[THE PROBLEM]:
Continue the viewer's post about Ashes to Ashes, picking up right after its last sentence.

[Start of TEXT EXTRACT]

If I never hear that Phil Collins song again, it will be too soon.
OH THE MELODRAMA! I could have done without some of it. I admit, from a "this is hilarious" point of view, I was enjoying Daniel Mays' performance at the end there, but, wow, talk about ham acting. And I know he's generally more subtle, so... wow.
On the whole, I didn't really have any expectations, so I'm not rage-filled nor disappointed. I don't think it was earth-shatteringly brilliant television, and it sure as hell didn't have the emotional impact of Life on Mars' finale, but it equally didn't contain quite as many "BUT ARGH, THIS IS SHIT" moments either. It was solid. It wasn't that stupid. It was fine. I still wish Ashes to Ashes had never been made, but if we'd had the opportunity to have this revelation in LoM, I wouldn't have minded. It's silly, but it's a perfectly good story, as far as stories go.

[End of TEXT EXTRACT]
[Start of LISTING]

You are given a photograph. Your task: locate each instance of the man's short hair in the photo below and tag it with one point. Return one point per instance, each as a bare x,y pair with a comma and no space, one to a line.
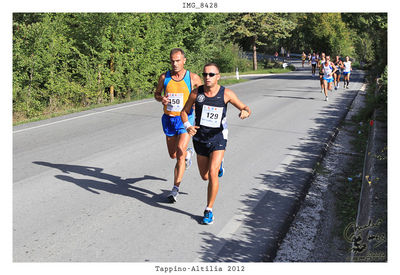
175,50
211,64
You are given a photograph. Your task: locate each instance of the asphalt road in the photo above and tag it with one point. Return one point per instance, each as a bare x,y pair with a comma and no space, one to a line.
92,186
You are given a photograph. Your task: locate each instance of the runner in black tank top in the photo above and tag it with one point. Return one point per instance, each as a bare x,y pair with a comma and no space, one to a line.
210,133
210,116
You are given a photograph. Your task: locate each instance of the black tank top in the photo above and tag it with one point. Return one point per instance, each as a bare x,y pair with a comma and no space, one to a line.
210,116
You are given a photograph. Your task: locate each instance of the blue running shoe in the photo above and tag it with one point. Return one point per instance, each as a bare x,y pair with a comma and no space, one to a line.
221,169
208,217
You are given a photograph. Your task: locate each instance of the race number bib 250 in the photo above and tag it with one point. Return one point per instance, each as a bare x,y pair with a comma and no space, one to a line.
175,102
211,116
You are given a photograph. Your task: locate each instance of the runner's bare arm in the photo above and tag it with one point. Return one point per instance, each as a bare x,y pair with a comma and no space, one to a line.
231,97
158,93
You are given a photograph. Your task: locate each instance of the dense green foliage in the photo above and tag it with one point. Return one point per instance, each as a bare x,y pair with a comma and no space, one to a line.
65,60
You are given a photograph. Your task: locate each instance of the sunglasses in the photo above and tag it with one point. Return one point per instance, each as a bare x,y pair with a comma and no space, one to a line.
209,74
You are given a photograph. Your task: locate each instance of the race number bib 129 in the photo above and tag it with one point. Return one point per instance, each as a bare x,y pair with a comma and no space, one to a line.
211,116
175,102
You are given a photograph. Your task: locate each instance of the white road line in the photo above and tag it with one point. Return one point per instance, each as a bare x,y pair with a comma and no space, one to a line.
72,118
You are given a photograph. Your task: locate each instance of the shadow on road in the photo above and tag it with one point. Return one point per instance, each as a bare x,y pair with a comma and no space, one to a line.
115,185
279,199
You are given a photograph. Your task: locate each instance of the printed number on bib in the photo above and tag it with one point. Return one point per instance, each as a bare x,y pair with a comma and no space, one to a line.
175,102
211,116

[End of LISTING]

[RESPONSE]:
So. Yes. This is my opinion. It may change, the more I think about it. I do think there were quite a lot of plot-holes, but equally I know that Matthew and Ashley never really planned any of it, so they didn't do too badly on a wing and a prayer.
I do wonder, though. Can we go back to referring to both LoM and A2A as sci-fi now? Or should it just be 'fantasy'?